A Jesuit Brother’s loving journey into Catholic Spirituality.(2)
Inspired by the spark of love.
In my last entry, I explored the effects that Tertianship had on my life. I was reminded just how important the role of love was in my journey as a Jesuit Brother. I walked away from the experience with a reappropriated sense of love. Love just felt different.
The moment of reappropriation began late in the Spiritual exercises. One night, I was invited to pray with the ‘Contemplation to attain love’ prayer. As I sat with God’s presence, all I wanted to do that night was listen to what the voice of God would inspire in me. It really is a spectacular prayer that can help us take a long loving look at the real at work in creation. It can also be a simple loving meditation.
In my case, I felt God’s words a bit differently that night. I heard God say, “Maybe now’s a good time for you to remember that love has a place in every aspect of your life: When you’re working, when you’re reading or writing, when you’re watching Netflix, even when you’re chopping vegetables. These are all moments of deeper communion with divine love. And if love is what guides each of these moments, imagine how much more engaging they will be.”
It was easy to deepen this divinely-inspired message during the rest of Tertianship. Each seminar we did gave me fuel to go deeper into this beautiful invitation to live a more Christ-centered love. Each conversation, each text I appropriated seemed to draw me into a more loving experience of Jesuit and Church wisdom and spirituality. By the end of my experience, I was excited to return home and share my passion around the Church with others.
However, when I returned to Canada, my heart was confronted with my sorrow around the Church. The news around residential schools played their part in planting the seed of doubt in me. I was reminded of a similar dynamic to the one Grace Collela explored in her entry ‘Where is God?’ I still wanted to believe the Church could impact the world in a positive way, but I was wondering if now was a good time to speak about the positive aspects of the Church with the world?’
While I was grieving over the sins of the Church, I got caught up in concerns that Catholic spirituality would not be relevant to our process of healing in this country. For a few days, I lost my sense of the gifts that the Church could bring to a grief-stricken world. In retrospect, I feel one of my questions could have been, ‘how we can help heal wounds that we caused?’
Thankfully, enough wise people in my life reminded me that we needed to be both angry, and madly in love with this Church at the same time. Carrying both pride and shame towards my Church is definitely a challenging dynamic to live from.
However, it’s also a healthy place to be in. In some way, being honest with my emotions towards the Church’s failings caused me to rely even more on Her wisdom and spirituality. During that mid Summer week, this wisdom came from Pope Francis.
================================
▶ _Task details_
Continue the Jesuit Brother's reflection on love and the Church, picking up right after its last sentence.

▶ _Stored rows_
================================
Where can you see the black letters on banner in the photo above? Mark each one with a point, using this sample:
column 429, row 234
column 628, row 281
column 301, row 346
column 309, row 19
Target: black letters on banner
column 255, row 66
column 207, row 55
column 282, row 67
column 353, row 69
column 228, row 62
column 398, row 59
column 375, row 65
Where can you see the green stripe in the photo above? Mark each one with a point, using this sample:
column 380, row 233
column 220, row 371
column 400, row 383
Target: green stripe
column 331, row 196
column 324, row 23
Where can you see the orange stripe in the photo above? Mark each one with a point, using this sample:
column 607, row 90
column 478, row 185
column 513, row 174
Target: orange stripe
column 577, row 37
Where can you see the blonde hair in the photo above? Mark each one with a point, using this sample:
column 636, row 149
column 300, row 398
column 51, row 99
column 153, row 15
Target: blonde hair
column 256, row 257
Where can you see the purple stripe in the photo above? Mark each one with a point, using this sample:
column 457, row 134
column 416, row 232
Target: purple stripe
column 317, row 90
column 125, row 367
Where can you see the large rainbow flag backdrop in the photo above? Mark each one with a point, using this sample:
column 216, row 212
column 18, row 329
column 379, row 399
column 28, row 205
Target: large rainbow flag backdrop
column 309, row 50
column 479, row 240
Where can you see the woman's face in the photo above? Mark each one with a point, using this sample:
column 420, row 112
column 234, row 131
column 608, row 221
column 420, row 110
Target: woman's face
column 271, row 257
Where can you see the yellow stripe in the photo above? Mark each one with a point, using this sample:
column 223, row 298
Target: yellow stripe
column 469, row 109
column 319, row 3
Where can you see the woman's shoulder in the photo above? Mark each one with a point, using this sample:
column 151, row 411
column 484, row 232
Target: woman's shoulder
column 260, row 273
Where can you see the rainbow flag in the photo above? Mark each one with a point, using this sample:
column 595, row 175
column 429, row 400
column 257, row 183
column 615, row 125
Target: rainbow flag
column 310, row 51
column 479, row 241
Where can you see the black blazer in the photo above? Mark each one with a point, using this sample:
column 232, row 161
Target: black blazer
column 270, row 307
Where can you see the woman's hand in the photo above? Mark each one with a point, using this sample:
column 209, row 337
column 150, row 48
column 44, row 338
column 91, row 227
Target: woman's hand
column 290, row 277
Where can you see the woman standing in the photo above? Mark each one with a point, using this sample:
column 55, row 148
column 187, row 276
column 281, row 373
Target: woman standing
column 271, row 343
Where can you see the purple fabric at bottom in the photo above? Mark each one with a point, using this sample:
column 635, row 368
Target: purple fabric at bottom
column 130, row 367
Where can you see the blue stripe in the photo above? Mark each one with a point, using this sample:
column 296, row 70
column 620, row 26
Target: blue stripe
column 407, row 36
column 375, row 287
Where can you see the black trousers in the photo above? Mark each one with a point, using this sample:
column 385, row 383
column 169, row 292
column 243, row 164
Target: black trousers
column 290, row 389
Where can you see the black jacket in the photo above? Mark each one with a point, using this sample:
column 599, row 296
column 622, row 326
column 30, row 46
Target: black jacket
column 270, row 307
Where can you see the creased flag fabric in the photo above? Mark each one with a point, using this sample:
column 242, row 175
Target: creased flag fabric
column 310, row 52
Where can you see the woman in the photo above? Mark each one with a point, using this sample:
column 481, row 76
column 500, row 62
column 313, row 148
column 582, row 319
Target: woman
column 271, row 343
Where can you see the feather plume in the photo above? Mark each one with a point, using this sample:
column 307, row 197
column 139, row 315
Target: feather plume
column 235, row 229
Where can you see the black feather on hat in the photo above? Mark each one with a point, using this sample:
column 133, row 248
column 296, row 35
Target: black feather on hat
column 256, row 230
================================
▶ _Result below_
In Chapter 6 of Laudato Si, after having spilled much ink assailing us with a lot of bleak statements about the ecological crisis and state of our planet, he reminds us exactly what the Church offers the world:
“The rich heritage of Christian spirituality, the fruit of twenty centuries of personal and communal experience, has a precious contribution to make to the renewal of humanity.(emphasis mine)..I would like to offer Christians a few suggestions for an ecological spirituality grounded in the convictions of our faith, since the teachings of the Gospel have direct consequences for our way of thinking, feeling and living. More than in ideas or concepts as such, I am interested in how such a spirituality can motivate us to a more passionate concern for the protection of our world.” (LS 216)
Some may argue that this paragraph does not provide specific insights on how to proceed. Nevertheless, it provided me with the spark I needed. Something about processing twenty centuries of wisdom and letting the Gospels influence my life even more really struck a chord with me. I’m at this point in my life where I feel that the more I engage with Church wisdom, the more grounded in God I can be.
Furthermore, as I continue to walk with that wisdom through my spiritual readings of Teresa of Avila, Pope Francis, Oscar Romero and others, the movement of grace from Tertianship is rekindled again and again. This grace does not offer me concrete steps on how to fix the world, but it plays an important role in my life: it imbues me with spiritual movement that grounds me in God’s love. That love in turn gives shape and purpose to the most mundane, and the most emotional moments of my life.
It’s a love that calls me to go forth. A love that doesn’t only rely on feeling good, but that slowly embraces the challenges associated with true love: In this case, the challenge of accepting a damaging past so as to move towards a loving future. Such a process may cause the walls of my comfort zone to be broken down as I deal with issues of justice, healing and reconciliation. This part is not easy, but if it means that the prophetic horizon taught to us by Christ can become more in focus in my life through it, then it’s worth it!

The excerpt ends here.